+++ Supplied entries

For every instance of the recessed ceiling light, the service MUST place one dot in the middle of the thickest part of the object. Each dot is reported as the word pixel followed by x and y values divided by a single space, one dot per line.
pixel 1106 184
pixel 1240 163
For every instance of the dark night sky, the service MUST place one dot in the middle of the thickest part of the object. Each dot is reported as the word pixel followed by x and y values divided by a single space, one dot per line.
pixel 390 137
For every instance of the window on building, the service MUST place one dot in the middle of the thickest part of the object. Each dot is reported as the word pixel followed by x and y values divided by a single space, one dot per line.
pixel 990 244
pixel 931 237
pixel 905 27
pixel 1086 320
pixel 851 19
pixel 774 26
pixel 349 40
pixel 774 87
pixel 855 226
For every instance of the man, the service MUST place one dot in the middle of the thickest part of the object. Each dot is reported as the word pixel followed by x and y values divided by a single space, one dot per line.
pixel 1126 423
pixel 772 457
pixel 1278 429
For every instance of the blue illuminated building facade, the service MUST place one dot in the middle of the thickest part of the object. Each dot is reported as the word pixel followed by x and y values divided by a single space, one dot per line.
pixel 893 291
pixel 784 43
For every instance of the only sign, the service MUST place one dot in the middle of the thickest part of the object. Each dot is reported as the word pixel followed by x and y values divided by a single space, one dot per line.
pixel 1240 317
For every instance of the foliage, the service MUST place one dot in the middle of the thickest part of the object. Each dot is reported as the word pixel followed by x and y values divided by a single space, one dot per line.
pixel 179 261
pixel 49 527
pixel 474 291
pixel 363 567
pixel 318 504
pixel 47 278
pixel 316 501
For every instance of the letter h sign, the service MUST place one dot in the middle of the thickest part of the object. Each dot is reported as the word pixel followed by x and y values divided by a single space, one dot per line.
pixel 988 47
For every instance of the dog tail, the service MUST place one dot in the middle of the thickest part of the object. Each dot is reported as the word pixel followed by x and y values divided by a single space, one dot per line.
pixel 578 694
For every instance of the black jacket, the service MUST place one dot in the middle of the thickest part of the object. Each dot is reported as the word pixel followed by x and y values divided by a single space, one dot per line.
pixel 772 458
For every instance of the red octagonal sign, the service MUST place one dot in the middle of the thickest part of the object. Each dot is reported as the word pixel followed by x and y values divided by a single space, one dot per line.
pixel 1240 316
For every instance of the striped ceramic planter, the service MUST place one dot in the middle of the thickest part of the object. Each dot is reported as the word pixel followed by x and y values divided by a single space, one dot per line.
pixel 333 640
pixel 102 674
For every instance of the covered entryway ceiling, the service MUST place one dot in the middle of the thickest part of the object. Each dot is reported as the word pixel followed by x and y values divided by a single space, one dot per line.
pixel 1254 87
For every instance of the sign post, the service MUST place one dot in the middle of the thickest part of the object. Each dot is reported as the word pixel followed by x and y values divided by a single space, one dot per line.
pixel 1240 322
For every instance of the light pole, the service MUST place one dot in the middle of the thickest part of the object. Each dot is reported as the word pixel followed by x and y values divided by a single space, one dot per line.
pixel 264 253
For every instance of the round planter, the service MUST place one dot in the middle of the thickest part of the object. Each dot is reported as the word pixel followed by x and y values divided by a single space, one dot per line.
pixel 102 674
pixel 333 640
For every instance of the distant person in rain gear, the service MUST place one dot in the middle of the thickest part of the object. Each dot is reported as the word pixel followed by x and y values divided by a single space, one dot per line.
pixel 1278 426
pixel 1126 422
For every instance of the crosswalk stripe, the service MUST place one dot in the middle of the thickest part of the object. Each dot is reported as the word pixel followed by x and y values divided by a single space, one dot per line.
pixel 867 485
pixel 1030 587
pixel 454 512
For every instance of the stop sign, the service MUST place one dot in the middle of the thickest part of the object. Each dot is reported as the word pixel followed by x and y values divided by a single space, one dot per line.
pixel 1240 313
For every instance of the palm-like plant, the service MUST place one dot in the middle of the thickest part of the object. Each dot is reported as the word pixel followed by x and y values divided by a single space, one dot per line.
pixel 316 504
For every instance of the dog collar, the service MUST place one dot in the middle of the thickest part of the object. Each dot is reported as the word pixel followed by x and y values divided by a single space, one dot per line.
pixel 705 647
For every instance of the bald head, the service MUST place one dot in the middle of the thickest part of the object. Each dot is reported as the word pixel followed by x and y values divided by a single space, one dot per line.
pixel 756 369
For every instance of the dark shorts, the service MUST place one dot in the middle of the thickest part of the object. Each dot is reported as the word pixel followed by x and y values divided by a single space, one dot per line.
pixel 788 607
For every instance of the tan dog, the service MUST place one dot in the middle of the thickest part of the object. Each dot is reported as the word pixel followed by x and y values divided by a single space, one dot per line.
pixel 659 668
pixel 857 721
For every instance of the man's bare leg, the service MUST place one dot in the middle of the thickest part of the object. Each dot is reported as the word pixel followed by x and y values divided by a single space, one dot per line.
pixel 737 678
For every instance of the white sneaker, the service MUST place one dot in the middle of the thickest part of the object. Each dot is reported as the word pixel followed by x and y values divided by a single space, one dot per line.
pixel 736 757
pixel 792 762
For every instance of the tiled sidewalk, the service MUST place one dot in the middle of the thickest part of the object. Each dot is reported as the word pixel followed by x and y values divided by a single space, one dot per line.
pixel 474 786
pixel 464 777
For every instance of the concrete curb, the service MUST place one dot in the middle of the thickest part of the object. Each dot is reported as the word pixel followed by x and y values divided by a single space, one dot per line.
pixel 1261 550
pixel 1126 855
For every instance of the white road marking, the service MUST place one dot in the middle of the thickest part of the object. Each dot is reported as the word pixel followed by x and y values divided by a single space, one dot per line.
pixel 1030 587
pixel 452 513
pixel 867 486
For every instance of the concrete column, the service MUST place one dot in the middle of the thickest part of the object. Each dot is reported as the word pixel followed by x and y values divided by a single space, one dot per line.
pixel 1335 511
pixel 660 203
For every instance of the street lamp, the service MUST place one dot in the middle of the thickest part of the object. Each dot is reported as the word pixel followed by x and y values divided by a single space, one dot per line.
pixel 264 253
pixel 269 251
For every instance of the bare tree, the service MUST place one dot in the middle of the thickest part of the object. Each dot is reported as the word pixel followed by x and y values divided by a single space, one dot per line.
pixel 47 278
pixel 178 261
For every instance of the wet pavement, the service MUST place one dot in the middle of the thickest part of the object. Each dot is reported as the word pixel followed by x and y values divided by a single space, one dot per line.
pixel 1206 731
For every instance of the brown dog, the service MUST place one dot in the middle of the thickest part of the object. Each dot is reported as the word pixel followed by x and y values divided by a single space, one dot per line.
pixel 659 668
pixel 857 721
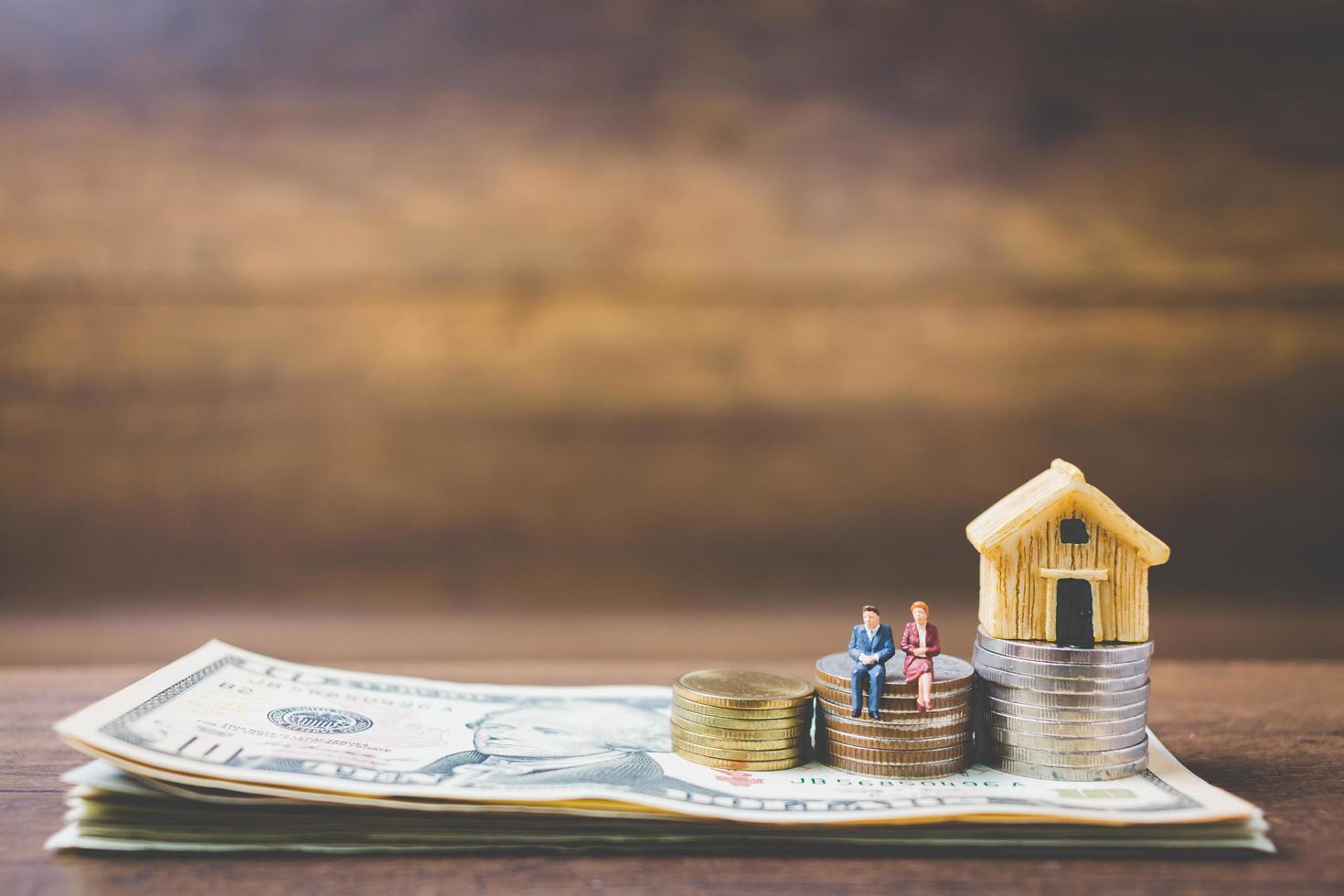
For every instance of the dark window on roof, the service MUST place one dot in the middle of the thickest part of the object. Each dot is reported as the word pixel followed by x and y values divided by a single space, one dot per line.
pixel 1072 532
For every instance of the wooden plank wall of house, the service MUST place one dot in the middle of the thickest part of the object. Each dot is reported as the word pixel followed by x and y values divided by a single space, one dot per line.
pixel 669 300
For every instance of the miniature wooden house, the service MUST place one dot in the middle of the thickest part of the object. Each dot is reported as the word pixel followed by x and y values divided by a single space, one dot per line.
pixel 1061 561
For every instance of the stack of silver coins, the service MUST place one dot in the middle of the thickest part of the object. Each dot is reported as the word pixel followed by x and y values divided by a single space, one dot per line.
pixel 905 743
pixel 1064 713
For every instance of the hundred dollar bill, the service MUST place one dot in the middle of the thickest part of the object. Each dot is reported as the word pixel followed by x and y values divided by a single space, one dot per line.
pixel 233 726
pixel 112 810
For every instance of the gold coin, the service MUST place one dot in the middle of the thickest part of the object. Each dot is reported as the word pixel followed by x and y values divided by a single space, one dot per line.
pixel 898 756
pixel 734 712
pixel 746 755
pixel 737 764
pixel 746 724
pixel 930 770
pixel 894 743
pixel 895 729
pixel 949 673
pixel 900 703
pixel 737 743
pixel 742 688
pixel 940 710
pixel 741 733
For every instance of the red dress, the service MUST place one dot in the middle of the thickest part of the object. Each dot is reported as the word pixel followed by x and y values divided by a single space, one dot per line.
pixel 915 667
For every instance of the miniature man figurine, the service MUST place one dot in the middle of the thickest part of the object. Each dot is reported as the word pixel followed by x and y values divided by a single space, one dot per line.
pixel 869 646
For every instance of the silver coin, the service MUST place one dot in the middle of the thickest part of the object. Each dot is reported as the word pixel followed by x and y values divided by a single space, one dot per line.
pixel 1055 743
pixel 1058 773
pixel 1077 715
pixel 1066 729
pixel 1026 696
pixel 1047 652
pixel 983 657
pixel 1090 670
pixel 949 673
pixel 1072 759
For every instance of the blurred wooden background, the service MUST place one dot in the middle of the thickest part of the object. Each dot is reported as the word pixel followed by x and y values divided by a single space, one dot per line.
pixel 443 311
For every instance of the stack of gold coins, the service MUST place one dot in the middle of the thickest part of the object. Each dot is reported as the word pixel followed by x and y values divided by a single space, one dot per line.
pixel 740 719
pixel 905 743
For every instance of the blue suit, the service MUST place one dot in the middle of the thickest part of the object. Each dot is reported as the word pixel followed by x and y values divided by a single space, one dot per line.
pixel 882 646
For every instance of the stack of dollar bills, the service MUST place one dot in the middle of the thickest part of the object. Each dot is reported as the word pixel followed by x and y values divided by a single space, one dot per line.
pixel 228 750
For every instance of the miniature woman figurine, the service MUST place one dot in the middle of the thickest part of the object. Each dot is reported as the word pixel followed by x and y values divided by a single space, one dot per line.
pixel 921 644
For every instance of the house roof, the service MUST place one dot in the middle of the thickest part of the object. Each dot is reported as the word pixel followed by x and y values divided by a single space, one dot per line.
pixel 1043 492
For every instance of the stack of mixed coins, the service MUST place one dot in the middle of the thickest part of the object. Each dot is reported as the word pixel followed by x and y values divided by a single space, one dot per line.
pixel 741 720
pixel 1064 713
pixel 906 743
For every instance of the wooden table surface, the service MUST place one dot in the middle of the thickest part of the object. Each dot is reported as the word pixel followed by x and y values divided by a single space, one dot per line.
pixel 1270 732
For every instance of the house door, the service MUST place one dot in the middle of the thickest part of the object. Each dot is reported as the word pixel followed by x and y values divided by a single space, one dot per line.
pixel 1072 613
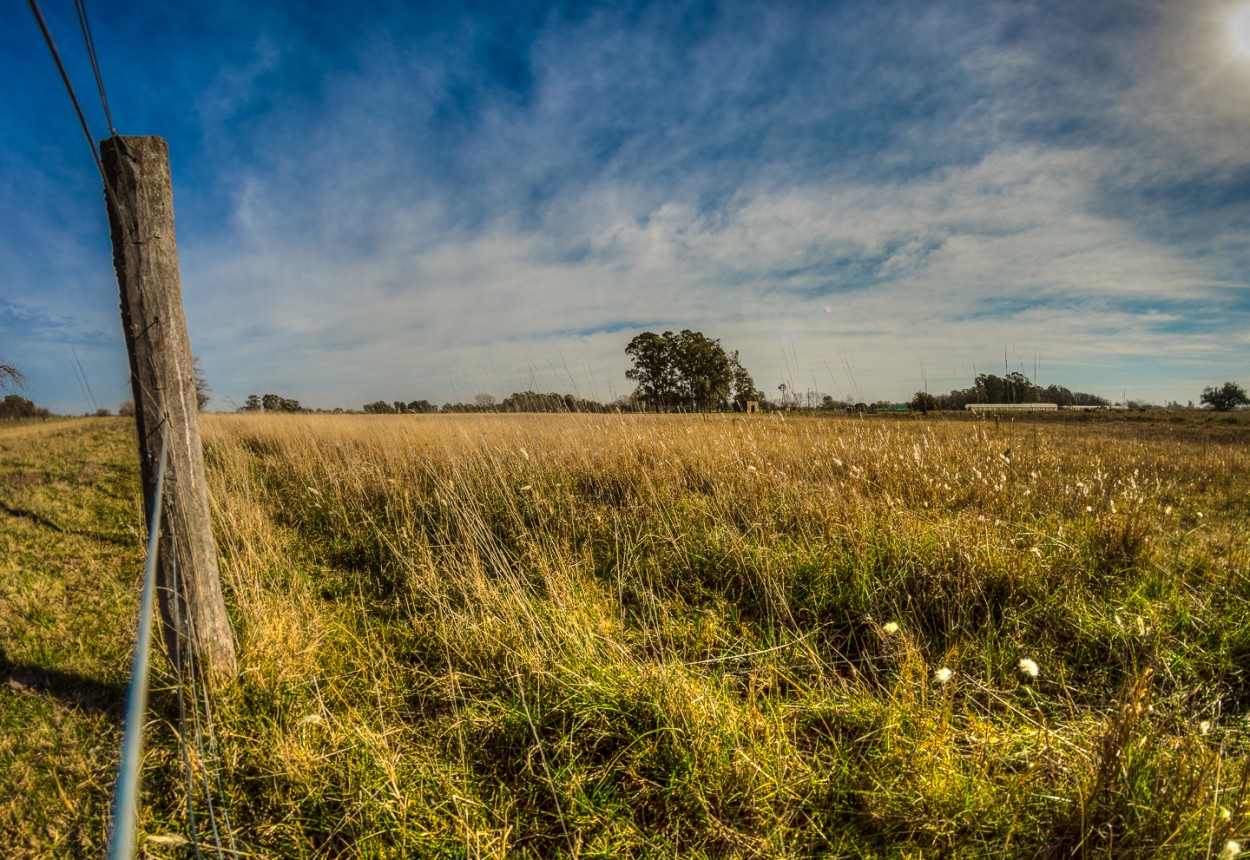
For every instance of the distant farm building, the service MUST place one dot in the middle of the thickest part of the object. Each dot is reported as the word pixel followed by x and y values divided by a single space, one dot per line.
pixel 1013 408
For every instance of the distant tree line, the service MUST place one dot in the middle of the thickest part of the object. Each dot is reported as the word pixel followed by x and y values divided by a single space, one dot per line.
pixel 1224 398
pixel 520 401
pixel 270 403
pixel 688 371
pixel 1015 388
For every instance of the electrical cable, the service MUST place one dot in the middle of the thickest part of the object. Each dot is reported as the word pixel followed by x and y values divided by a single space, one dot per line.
pixel 95 65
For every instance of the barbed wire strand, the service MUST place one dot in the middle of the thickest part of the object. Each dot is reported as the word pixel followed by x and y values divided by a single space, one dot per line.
pixel 181 711
pixel 193 673
pixel 69 88
pixel 216 771
pixel 95 65
pixel 121 844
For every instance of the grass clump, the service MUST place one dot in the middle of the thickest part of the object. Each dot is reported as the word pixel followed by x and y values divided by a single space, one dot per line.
pixel 695 636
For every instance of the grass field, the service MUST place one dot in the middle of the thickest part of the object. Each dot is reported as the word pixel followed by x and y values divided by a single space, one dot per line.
pixel 654 636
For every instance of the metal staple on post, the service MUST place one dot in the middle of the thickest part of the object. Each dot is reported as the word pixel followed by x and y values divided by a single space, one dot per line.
pixel 125 800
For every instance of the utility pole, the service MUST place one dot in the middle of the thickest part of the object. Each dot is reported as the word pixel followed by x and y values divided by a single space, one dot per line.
pixel 140 200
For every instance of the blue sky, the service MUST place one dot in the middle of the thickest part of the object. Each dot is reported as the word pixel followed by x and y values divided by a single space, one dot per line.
pixel 434 200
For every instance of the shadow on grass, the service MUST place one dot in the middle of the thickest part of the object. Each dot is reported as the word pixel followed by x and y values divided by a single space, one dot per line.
pixel 40 520
pixel 69 688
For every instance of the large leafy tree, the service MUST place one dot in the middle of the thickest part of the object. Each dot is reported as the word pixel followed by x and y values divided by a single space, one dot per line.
pixel 1225 398
pixel 10 375
pixel 688 369
pixel 653 368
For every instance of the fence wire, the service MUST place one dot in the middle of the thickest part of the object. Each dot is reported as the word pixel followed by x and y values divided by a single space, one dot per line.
pixel 189 684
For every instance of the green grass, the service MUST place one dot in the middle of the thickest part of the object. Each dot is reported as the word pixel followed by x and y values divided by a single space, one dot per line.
pixel 655 636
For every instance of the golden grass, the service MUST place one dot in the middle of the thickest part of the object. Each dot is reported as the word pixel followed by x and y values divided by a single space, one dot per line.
pixel 719 636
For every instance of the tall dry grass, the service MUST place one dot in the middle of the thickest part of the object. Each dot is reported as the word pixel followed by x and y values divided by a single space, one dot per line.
pixel 730 636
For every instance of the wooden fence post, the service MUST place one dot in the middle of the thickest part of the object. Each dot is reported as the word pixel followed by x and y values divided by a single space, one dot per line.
pixel 140 199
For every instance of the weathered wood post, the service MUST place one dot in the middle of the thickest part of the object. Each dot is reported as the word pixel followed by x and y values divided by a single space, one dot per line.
pixel 140 199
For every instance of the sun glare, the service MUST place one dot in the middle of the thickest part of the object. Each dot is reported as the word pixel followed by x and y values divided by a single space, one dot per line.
pixel 1241 30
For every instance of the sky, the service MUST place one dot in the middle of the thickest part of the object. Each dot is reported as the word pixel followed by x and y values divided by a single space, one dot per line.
pixel 409 200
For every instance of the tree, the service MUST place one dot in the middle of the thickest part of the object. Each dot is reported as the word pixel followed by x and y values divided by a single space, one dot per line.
pixel 704 371
pixel 18 406
pixel 685 369
pixel 1225 398
pixel 10 375
pixel 923 401
pixel 271 403
pixel 653 368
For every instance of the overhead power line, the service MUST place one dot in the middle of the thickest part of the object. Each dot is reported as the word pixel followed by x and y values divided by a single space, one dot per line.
pixel 95 65
pixel 65 78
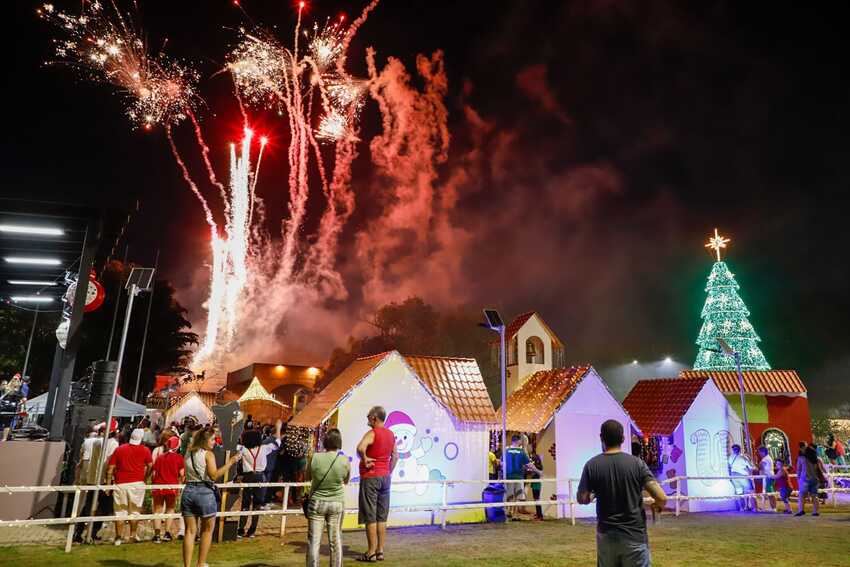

++++++

*Instructions for the task*
Turn the records, from their beginning up to and including the line with "pixel 1240 163", into a numbered list, with blank lines left out.

*Exercise answer*
1. For every instance of the recessed ceiling light, the service MUST place one dot in the middle of the thickest part of the object. Each dot is reported as the word pixel followed by x and y values divided by a single space, one dot per line.
2. pixel 1106 184
3. pixel 1240 163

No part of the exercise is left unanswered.